---------- AVAILABLE DATA
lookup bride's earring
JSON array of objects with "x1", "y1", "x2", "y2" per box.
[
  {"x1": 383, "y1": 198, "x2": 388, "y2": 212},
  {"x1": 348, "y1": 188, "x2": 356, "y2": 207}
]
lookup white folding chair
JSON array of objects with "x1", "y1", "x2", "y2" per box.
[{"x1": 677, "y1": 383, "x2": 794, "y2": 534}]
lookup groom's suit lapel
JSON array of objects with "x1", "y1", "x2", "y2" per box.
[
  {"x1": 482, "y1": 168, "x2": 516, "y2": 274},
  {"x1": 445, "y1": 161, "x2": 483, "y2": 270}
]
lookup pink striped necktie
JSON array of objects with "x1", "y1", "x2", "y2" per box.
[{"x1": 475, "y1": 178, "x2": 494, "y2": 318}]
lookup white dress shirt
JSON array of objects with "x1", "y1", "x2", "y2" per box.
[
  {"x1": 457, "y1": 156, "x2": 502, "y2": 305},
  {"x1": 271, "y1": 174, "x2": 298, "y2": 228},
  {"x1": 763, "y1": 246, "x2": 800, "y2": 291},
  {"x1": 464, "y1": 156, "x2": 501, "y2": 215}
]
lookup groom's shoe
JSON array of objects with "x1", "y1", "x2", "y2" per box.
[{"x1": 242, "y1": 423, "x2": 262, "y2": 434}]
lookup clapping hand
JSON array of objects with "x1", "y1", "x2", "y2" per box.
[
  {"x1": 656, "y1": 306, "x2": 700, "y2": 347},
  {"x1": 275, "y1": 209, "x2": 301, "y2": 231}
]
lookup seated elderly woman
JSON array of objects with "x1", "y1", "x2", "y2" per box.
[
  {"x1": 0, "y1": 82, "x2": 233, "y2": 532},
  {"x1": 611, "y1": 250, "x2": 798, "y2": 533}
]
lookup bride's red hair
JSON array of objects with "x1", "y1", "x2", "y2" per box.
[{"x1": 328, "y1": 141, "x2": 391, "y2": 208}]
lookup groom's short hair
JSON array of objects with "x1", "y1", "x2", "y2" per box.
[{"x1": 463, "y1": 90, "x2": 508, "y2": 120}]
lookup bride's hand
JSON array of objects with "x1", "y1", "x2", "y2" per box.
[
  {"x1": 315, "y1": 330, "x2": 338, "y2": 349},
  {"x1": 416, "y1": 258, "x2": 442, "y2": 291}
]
--------------------
WHAT TO PRODUCE>
Copy out each line of the data that includes the string "groom".

REPLY TO THE EXERCISE>
lookup groom's suit lapel
lookup groom's shoe
lookup groom's short hair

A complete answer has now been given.